Data to use:

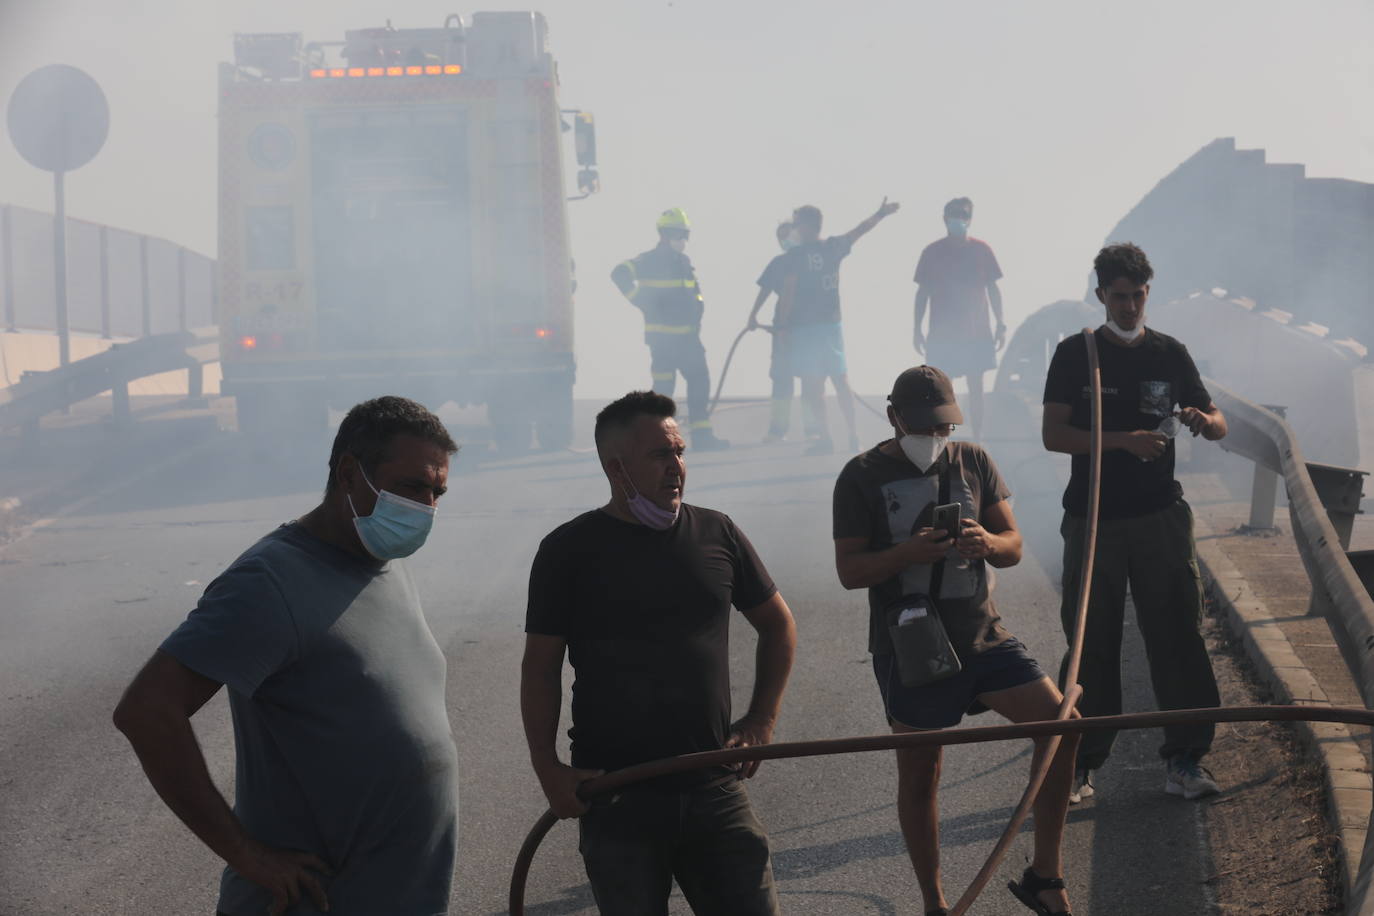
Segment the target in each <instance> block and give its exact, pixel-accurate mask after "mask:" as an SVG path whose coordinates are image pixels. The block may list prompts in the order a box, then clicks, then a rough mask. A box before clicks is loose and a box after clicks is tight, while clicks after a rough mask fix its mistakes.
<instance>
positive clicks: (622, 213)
mask: <svg viewBox="0 0 1374 916" xmlns="http://www.w3.org/2000/svg"><path fill="white" fill-rule="evenodd" d="M474 8H478V10H482V8H485V10H521V8H530V5H529V4H522V3H499V1H486V3H482V4H481V5H480V7H474ZM537 8H540V10H541V11H543V12H544V14H545V15H547V16H548V21H550V27H551V41H552V49H554V54H555V56H556V58H558V59H559V67H561V74H562V103H563V106H565V107H573V106H576V107H581V108H585V110H589V111H594V113H595V114H596V121H598V130H599V154H600V173H602V187H603V192H602V194H600V195H599V196H596V198H592V199H591V201H585V202H580V203H573V205H570V207H572V224H573V253H574V257H576V258H577V265H578V280H580V291H578V302H577V306H578V314H577V332H578V364H580V375H578V394H580V396H583V397H602V396H609V394H616V393H621V391H624V390H627V389H629V387H639V386H646V385H647V382H649V353H647V349H646V347H644V346H643V336H642V330H643V328H642V321H640V317H639V313H638V312H636V310H633V309H632V308H631V306H629V305H628V304H625V302H624V301H622V299H621V298H620V297H618V295H617V293H616V290H614V287H613V286H611V284H610V282H609V279H607V273H609V272H610V269H611V266H614V264H616V262H617V261H620V260H624V258H625V257H629V255H633V254H636V253H639V251H642V250H644V249H647V247H650V246H651V244H653V242H654V229H653V220H654V217H655V216H657V213H658V211H660V210H662V209H665V207H669V206H682V207H686V209H687V211H688V213H690V216H691V218H692V221H694V225H695V229H694V233H692V239H691V246H690V249H688V253H690V254H691V257H692V260H694V262H695V264H697V268H698V273H699V276H701V280H702V287H703V290H705V293H706V320H705V328H703V338H705V342H706V349H708V356H709V358H710V363H712V369H713V372H719V371H720V365H721V363H723V361H724V356H725V349H727V347H728V345H730V341H731V339H732V338H734V335H735V334H736V332H738V331H739V328H741V327H743V321H745V317H746V314H747V308H749V305H750V302H752V301H753V297H754V293H756V291H757V287H756V286H754V280H756V279H757V276H758V272H760V271H761V269H763V266H764V264H765V262H767V260H768V258H771V257H772V255H774V254H775V253H776V244H775V242H774V227H775V224H776V222H778V221H779V220H780V218H783V217H786V216H787V214H789V213H790V210H791V209H793V207H794V206H797V205H800V203H815V205H818V206H819V207H822V210H823V211H824V214H826V231H827V233H834V232H842V231H846V229H849V228H851V227H852V225H853V224H856V222H857V221H859V220H861V218H863V217H866V216H868V213H870V211H871V210H872V209H874V207H877V205H878V203H879V201H881V199H882V196H883V195H889V196H890V198H892V199H894V201H899V202H900V203H901V205H903V209H901V211H899V213H897V214H896V216H893V217H890V218H889V220H888V221H886V222H885V224H882V225H881V227H879V228H878V229H875V231H874V233H872V235H871V236H868V238H867V239H864V240H863V242H861V243H860V244H859V246H857V247H856V249H855V253H853V255H852V257H851V258H849V260H848V261H846V262H845V268H844V272H842V280H841V295H842V301H844V308H845V332H846V341H848V352H849V361H851V375H852V378H853V380H855V386H856V389H857V390H860V391H883V390H886V387H888V385H889V383H890V379H892V376H893V375H896V372H897V371H900V369H901V368H904V367H905V365H910V364H912V363H914V361H918V360H916V357H915V354H914V352H912V350H911V343H910V339H911V298H912V290H914V287H912V284H911V273H912V269H914V266H915V261H916V257H918V254H919V251H921V249H922V247H923V246H925V244H926V243H929V242H930V240H933V239H934V238H937V236H938V235H943V228H941V222H940V207H941V205H943V203H944V202H945V201H947V199H949V198H952V196H960V195H967V196H970V198H973V201H974V206H976V210H974V224H973V235H976V236H978V238H982V239H985V240H987V242H989V243H991V244H992V247H993V250H995V251H996V254H998V257H999V260H1000V261H1002V268H1003V271H1004V273H1006V279H1004V280H1003V294H1004V298H1006V302H1007V312H1009V320H1010V323H1011V324H1013V325H1014V324H1015V323H1017V321H1018V320H1020V319H1021V317H1024V316H1025V314H1028V313H1029V312H1032V310H1035V309H1036V308H1039V306H1040V305H1044V304H1046V302H1050V301H1052V299H1057V298H1065V297H1076V295H1079V294H1080V293H1081V290H1083V287H1084V277H1085V275H1087V271H1088V266H1090V265H1091V258H1092V255H1094V254H1095V251H1096V247H1098V244H1099V243H1101V242H1102V239H1103V236H1105V235H1106V232H1107V231H1109V229H1110V228H1112V227H1113V225H1114V224H1116V222H1117V221H1118V220H1120V218H1121V217H1123V216H1124V214H1125V211H1127V210H1128V209H1129V207H1131V206H1134V205H1135V203H1136V201H1139V199H1140V196H1142V195H1145V194H1146V192H1147V191H1149V190H1150V187H1153V184H1154V183H1156V181H1158V180H1160V179H1161V177H1162V176H1164V174H1165V173H1168V172H1169V170H1171V169H1172V168H1173V166H1176V165H1178V163H1179V162H1180V161H1182V159H1184V158H1187V157H1189V155H1190V154H1193V152H1194V151H1195V150H1197V148H1200V147H1201V146H1204V144H1205V143H1208V141H1210V140H1213V139H1215V137H1220V136H1234V137H1237V141H1238V144H1239V146H1242V147H1261V148H1264V150H1267V151H1268V157H1270V161H1271V162H1303V163H1305V165H1307V168H1308V174H1311V176H1333V177H1347V179H1358V180H1363V181H1374V88H1371V87H1374V66H1371V63H1370V60H1371V58H1374V40H1371V36H1374V3H1370V1H1367V0H1366V1H1353V0H1349V1H1347V0H1316V1H1308V0H1287V1H1275V0H1224V1H1212V0H1182V1H1179V0H1167V1H1161V0H1136V1H1135V3H1121V1H1117V0H1073V1H1058V0H1036V1H1033V3H1032V1H1029V0H1028V1H1025V3H989V1H984V3H969V1H960V0H954V1H945V0H938V1H922V0H905V1H897V0H893V1H878V0H852V1H851V3H831V1H819V0H793V1H789V3H782V1H775V0H767V1H747V0H732V1H730V0H671V1H669V0H655V1H649V0H580V1H577V3H573V1H570V0H550V1H547V3H543V4H540V5H539V7H537ZM453 11H459V12H463V14H470V12H473V10H471V8H469V10H462V8H459V10H455V8H453V7H451V5H448V4H438V3H431V1H429V0H412V1H404V0H396V1H393V3H385V4H383V3H363V1H360V0H238V1H235V3H207V1H199V3H198V1H195V0H179V1H173V0H106V1H98V0H87V1H85V3H78V1H74V0H0V99H5V100H7V99H8V96H10V92H11V91H12V89H14V85H15V84H16V82H18V81H19V80H21V78H22V77H23V76H25V74H26V73H27V71H30V70H32V69H34V67H37V66H43V65H47V63H58V62H60V63H70V65H74V66H78V67H81V69H84V70H87V71H88V73H89V74H91V76H93V77H95V78H96V80H98V81H99V82H100V84H102V87H103V88H104V92H106V95H107V98H109V100H110V107H111V129H110V139H109V141H107V144H106V147H104V150H103V151H102V154H100V155H99V157H98V158H96V161H95V162H92V163H91V165H88V166H85V168H84V169H81V170H78V172H76V173H73V174H71V176H70V177H69V184H67V188H69V190H67V195H69V211H70V214H71V216H76V217H82V218H87V220H93V221H99V222H109V224H111V225H118V227H124V228H129V229H136V231H142V232H150V233H155V235H161V236H165V238H169V239H172V240H176V242H179V243H183V244H187V246H190V247H192V249H198V250H201V251H205V253H207V254H213V253H214V249H216V239H214V233H216V220H214V216H216V213H214V210H216V98H214V96H216V92H214V85H216V63H217V62H218V60H223V59H228V58H229V56H231V55H232V33H234V32H289V30H291V32H294V30H300V32H304V33H305V36H306V40H312V38H326V40H330V38H341V37H342V32H343V30H345V29H354V27H365V26H375V25H382V23H383V22H385V21H386V19H390V21H392V22H393V25H396V26H397V27H418V26H430V25H433V26H438V25H440V23H441V22H442V19H444V16H445V15H447V14H448V12H453ZM0 202H12V203H18V205H23V206H29V207H37V209H51V179H49V177H48V174H47V173H40V172H37V170H34V169H32V168H30V166H29V165H27V163H25V162H23V161H22V159H21V158H19V157H18V154H16V152H15V151H14V148H12V146H11V144H10V143H0ZM767 356H768V346H767V341H765V339H764V335H763V334H756V335H752V338H750V339H746V342H745V343H743V345H741V352H739V356H738V357H736V364H735V368H732V369H731V379H730V382H728V386H727V393H732V394H757V393H763V391H765V390H767V385H768V383H767ZM713 380H714V379H713Z"/></svg>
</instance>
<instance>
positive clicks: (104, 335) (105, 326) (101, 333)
mask: <svg viewBox="0 0 1374 916" xmlns="http://www.w3.org/2000/svg"><path fill="white" fill-rule="evenodd" d="M100 336H103V338H104V339H106V341H109V339H110V233H109V227H104V225H102V227H100Z"/></svg>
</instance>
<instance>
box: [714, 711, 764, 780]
mask: <svg viewBox="0 0 1374 916" xmlns="http://www.w3.org/2000/svg"><path fill="white" fill-rule="evenodd" d="M772 728H774V722H772V720H771V718H765V717H763V715H745V717H743V718H742V720H739V721H738V722H735V724H734V725H731V726H730V737H727V739H725V747H754V746H757V744H771V743H772ZM761 762H763V761H749V762H746V764H741V765H739V779H753V775H754V773H757V772H758V765H760V764H761Z"/></svg>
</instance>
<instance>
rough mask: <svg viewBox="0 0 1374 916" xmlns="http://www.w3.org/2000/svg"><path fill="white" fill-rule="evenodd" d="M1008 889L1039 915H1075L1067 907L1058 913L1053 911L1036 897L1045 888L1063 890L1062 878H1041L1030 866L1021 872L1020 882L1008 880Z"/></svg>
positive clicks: (1062, 882)
mask: <svg viewBox="0 0 1374 916" xmlns="http://www.w3.org/2000/svg"><path fill="white" fill-rule="evenodd" d="M1007 890H1010V891H1011V895H1013V897H1015V898H1017V900H1020V901H1021V902H1022V904H1025V905H1026V906H1029V908H1031V909H1032V911H1035V912H1036V913H1039V916H1073V913H1070V912H1069V911H1066V909H1062V911H1059V912H1058V913H1051V912H1050V908H1048V906H1046V905H1044V904H1043V902H1040V898H1039V897H1036V894H1039V893H1040V891H1043V890H1063V879H1062V878H1040V876H1039V875H1036V873H1035V872H1033V871H1032V869H1031V868H1029V867H1028V868H1026V869H1025V871H1024V872H1022V873H1021V882H1020V883H1018V882H1007Z"/></svg>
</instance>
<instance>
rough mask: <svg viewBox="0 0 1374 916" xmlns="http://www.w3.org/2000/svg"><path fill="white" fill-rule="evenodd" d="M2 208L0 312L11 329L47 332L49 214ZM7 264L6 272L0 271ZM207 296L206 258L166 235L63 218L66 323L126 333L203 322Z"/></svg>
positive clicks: (147, 331) (140, 335)
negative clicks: (100, 224) (6, 218)
mask: <svg viewBox="0 0 1374 916" xmlns="http://www.w3.org/2000/svg"><path fill="white" fill-rule="evenodd" d="M4 210H5V211H7V216H8V224H10V233H8V235H10V257H8V258H0V290H4V291H5V293H7V294H8V297H10V298H8V301H7V302H5V306H7V316H5V317H8V312H11V310H12V314H14V324H15V327H18V328H25V330H33V331H55V330H56V294H55V291H54V287H55V283H54V266H52V258H54V254H52V214H51V213H40V211H37V210H29V209H26V207H18V206H8V207H4ZM102 235H103V236H104V264H103V269H102V258H100V247H102V246H100V238H102ZM144 251H146V253H147V275H146V276H147V288H144V264H143V253H144ZM7 264H8V265H10V275H8V276H3V273H4V271H5V265H7ZM214 298H216V297H214V260H213V258H207V257H206V255H203V254H199V253H196V251H191V250H188V249H183V247H181V246H177V244H173V243H172V242H168V240H166V239H157V238H153V236H144V235H139V233H135V232H128V231H124V229H115V228H110V227H102V225H99V224H95V222H85V221H82V220H70V218H69V220H67V321H69V325H70V330H71V331H77V332H85V334H106V332H107V334H110V335H111V336H124V338H132V336H143V335H146V334H166V332H172V331H181V330H187V328H201V327H210V325H213V324H214V319H216V313H214ZM144 304H146V305H147V310H148V313H147V321H144Z"/></svg>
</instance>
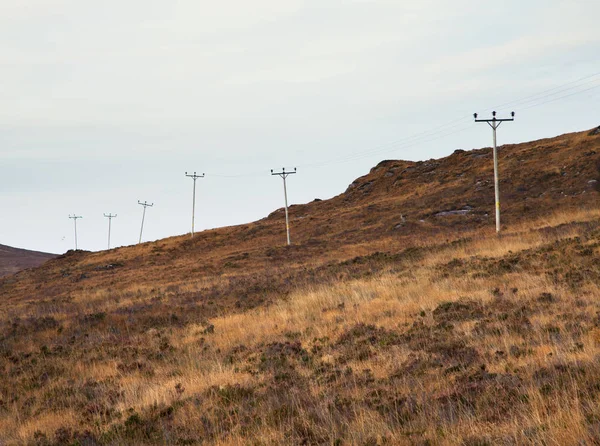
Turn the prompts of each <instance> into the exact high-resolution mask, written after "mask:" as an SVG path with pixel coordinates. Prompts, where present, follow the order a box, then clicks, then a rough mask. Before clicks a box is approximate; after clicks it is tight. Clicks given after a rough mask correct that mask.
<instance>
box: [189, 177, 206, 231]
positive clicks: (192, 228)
mask: <svg viewBox="0 0 600 446" xmlns="http://www.w3.org/2000/svg"><path fill="white" fill-rule="evenodd" d="M185 176H186V177H190V178H191V179H193V180H194V192H193V194H192V237H193V236H194V217H195V216H196V180H197V179H198V178H204V174H202V175H196V172H194V173H193V174H190V175H188V173H187V172H186V173H185Z"/></svg>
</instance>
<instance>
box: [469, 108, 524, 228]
mask: <svg viewBox="0 0 600 446" xmlns="http://www.w3.org/2000/svg"><path fill="white" fill-rule="evenodd" d="M492 116H493V117H492V119H477V113H474V114H473V117H474V118H475V122H487V123H488V124H489V126H490V127H491V128H492V130H493V133H494V147H493V151H494V195H495V198H496V233H497V234H499V233H500V186H499V184H498V152H497V149H496V130H497V129H498V127H500V124H502V123H503V122H507V121H514V120H515V112H511V114H510V116H511V117H510V118H504V119H498V118H496V112H495V111H494V112H492Z"/></svg>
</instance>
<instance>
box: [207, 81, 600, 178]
mask: <svg viewBox="0 0 600 446" xmlns="http://www.w3.org/2000/svg"><path fill="white" fill-rule="evenodd" d="M598 80H600V72H596V73H593V74H590V75H587V76H584V77H581V78H579V79H576V80H574V81H570V82H566V83H564V84H561V85H557V86H555V87H552V88H549V89H546V90H542V91H540V92H538V93H535V94H532V95H528V96H525V97H522V98H519V99H516V100H514V101H509V102H505V103H502V104H499V105H496V106H494V107H491V108H489V109H485V110H484V111H485V112H489V111H492V110H494V109H497V108H501V107H515V106H519V105H526V107H519V108H518V110H519V111H524V110H528V109H531V108H534V107H540V106H542V105H545V104H548V103H551V102H554V101H558V100H561V99H565V98H568V97H571V96H575V95H578V94H581V93H585V92H587V91H591V90H594V89H596V88H598V87H600V84H595V85H593V86H591V87H588V88H585V89H583V90H577V91H575V92H571V93H569V94H565V95H561V94H562V93H565V92H567V91H571V90H573V89H580V88H581V87H583V86H586V85H589V84H590V83H592V82H596V81H598ZM557 95H560V96H557ZM471 119H472V116H470V115H469V116H461V117H459V118H456V119H453V120H451V121H448V122H446V123H444V124H441V125H439V126H436V127H434V128H431V129H428V130H425V131H423V132H419V133H416V134H414V135H409V136H406V137H403V138H400V139H397V140H394V141H390V142H388V143H385V144H381V145H379V146H376V147H373V148H370V149H367V150H363V151H359V152H354V153H352V154H348V155H345V156H341V157H336V158H332V159H329V160H324V161H321V162H314V163H307V164H300V165H297V167H299V168H314V167H323V166H327V165H331V164H340V163H347V162H351V161H357V160H361V159H364V158H368V157H371V156H374V155H380V154H384V153H391V152H396V151H398V150H401V149H406V148H409V147H414V146H416V145H419V144H424V143H427V142H432V141H436V140H439V139H442V138H445V137H447V136H450V135H454V134H456V133H460V132H463V131H465V130H467V129H468V128H470V127H471V126H470V125H469V126H464V123H465V122H466V121H467V120H471ZM206 175H207V176H211V177H216V178H249V177H258V176H263V175H265V172H263V171H260V172H259V171H255V172H249V173H244V174H234V175H227V174H217V173H215V174H210V173H207V174H206Z"/></svg>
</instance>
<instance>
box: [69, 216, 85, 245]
mask: <svg viewBox="0 0 600 446" xmlns="http://www.w3.org/2000/svg"><path fill="white" fill-rule="evenodd" d="M69 218H72V219H73V223H75V251H77V219H78V218H83V217H82V216H81V215H77V214H73V215H71V214H69Z"/></svg>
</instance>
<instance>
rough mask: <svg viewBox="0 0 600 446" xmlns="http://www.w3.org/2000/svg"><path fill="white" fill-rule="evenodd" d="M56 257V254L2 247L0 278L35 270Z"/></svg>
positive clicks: (2, 245)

Problem details: Read the entries above and find each line holding the word "pixel". Copy it out.

Result of the task:
Segment the target in each <instance> block and give its exact, pixel-accurate mask after "mask:" as an SVG path whose coordinates are image pixels. The block may list prompts in the order a box, then clicks, then a rough mask. A box before clicks is loose and a box after clicks is tight, while clicks after a rough mask fix its mistakes.
Turn the prompts of each <instance> into the exact high-resolution mask, written after "mask:" as an SVG path with pixel coordinates. Prompts, where present, follow the order a box, then clicks, then a rough mask. Before clicks a box is approximate; after clicks it is tight. Clicks given after a rough mask correct that mask.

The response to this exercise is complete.